[start RECORDS FOR THE EXERCISE]

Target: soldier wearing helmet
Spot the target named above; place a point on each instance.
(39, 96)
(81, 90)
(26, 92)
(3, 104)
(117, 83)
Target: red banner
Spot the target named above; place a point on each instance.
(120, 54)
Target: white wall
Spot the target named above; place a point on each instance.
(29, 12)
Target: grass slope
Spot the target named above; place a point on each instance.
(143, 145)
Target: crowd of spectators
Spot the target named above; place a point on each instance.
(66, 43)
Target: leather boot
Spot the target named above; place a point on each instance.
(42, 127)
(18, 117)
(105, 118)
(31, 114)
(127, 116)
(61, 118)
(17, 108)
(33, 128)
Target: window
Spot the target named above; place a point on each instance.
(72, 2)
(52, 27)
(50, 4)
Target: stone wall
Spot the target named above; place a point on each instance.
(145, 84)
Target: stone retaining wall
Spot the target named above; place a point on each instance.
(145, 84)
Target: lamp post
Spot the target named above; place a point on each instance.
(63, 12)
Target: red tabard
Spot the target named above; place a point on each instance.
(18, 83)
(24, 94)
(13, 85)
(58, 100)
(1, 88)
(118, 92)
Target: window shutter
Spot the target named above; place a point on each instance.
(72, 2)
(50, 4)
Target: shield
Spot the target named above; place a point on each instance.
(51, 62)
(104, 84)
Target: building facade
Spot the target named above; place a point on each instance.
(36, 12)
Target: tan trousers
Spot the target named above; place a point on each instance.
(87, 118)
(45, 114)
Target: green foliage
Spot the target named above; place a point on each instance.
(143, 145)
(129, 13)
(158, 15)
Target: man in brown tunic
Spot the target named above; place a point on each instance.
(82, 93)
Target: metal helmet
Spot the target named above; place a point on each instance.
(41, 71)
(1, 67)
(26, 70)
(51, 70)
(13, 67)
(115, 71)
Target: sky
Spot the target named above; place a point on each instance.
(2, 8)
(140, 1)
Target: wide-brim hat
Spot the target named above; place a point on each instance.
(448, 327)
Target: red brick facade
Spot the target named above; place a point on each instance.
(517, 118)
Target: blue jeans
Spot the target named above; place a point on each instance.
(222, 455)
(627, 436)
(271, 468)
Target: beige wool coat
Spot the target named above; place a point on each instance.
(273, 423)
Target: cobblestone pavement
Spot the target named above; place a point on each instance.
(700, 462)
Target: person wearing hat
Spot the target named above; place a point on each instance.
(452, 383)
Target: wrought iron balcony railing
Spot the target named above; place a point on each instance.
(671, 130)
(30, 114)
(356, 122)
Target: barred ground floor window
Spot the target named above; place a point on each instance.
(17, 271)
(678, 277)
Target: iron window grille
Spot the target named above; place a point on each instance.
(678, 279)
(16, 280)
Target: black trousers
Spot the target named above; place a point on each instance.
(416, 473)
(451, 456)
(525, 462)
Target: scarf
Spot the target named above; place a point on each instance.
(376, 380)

[end RECORDS FOR THE EXERCISE]

*TASK DIRECTIONS*
Your task is to transcribe the listing above in full, exactly as given.

*EXPECTED OUTPUT*
Target: soldier wearing helmet
Spot the target named above; place a point on each instance.
(39, 96)
(81, 90)
(26, 92)
(3, 104)
(117, 83)
Target: red banner
Spot the target named above; place a point on each instance.
(120, 54)
Target: white wall
Spot the target named above; place a point on each instance.
(29, 12)
Target: grass slope
Spot the target named above; place a point on each instance.
(143, 145)
Target: crowd of spectators
Spot the target named above; place a point on each instance.
(66, 43)
Target: leather boot
Spot the target named above; place a point on each instance.
(42, 127)
(18, 117)
(105, 118)
(31, 114)
(127, 116)
(61, 118)
(17, 108)
(33, 128)
Target: window
Spot the target named above; place a point on each instance.
(72, 2)
(52, 27)
(50, 4)
Target: stone wall
Spot the target named above; place a point on each instance.
(145, 84)
Target: stone retaining wall
Spot the target named above; place a point on each instance.
(145, 84)
Target: lamp post
Spot the target named above; place a point on each instance.
(63, 12)
Target: red tabard
Spot the target named above; place a point on each instance.
(18, 83)
(24, 94)
(13, 85)
(58, 100)
(1, 88)
(118, 92)
Target: window shutter
Spot the target named above; place a point on each instance.
(72, 2)
(50, 4)
Target: shield
Spot the target named above; place a point on each instance.
(51, 62)
(104, 84)
Target: building facade
Spot the target named above; place a point on each instance.
(36, 12)
Target: tan trousers
Spot the target named above; place a point on each instance.
(87, 118)
(45, 114)
Target: green foliage
Spot the target named above; place a point on each instance.
(143, 145)
(129, 13)
(158, 15)
Target: man in brown tunic
Spot the target named above; place a point on each instance.
(82, 93)
Target: metal helmet
Spot the target named above; place a point on each instance.
(41, 71)
(1, 67)
(26, 70)
(51, 70)
(13, 67)
(115, 71)
Target: sky
Spot the target named above; place a point on each instance.
(2, 8)
(140, 1)
Target: wide-brim hat
Spot the target named above; place a point on each instance.
(448, 327)
Target: red brick facade
Spot the target named above; place a point on each instance.
(517, 118)
Target: blue jeans
Spot the target named above; place a point on each instance.
(222, 455)
(627, 436)
(271, 468)
Target: beige wool coat
Spot the target named above; place a point on each instance.
(273, 423)
Target: cobblestone pavement
Spot the target named above; place a point on each instance.
(700, 462)
Target: person wearing hat
Spot the target named above; place a point on each instance.
(452, 383)
Target: wrought iron balcony railing
Spot the target named above; place a point on each instance.
(671, 130)
(30, 114)
(356, 122)
Target: barred ground floor window
Spot the target named above; place a point on each instance.
(17, 271)
(678, 277)
Target: iron window grille
Spot the target named above; place a point on each instance.
(678, 279)
(16, 280)
Target: black trousers
Spot the target named above; place a point on each instance.
(416, 473)
(451, 456)
(525, 462)
Target: scarf
Spot the target named above; place a point on each instance.
(376, 380)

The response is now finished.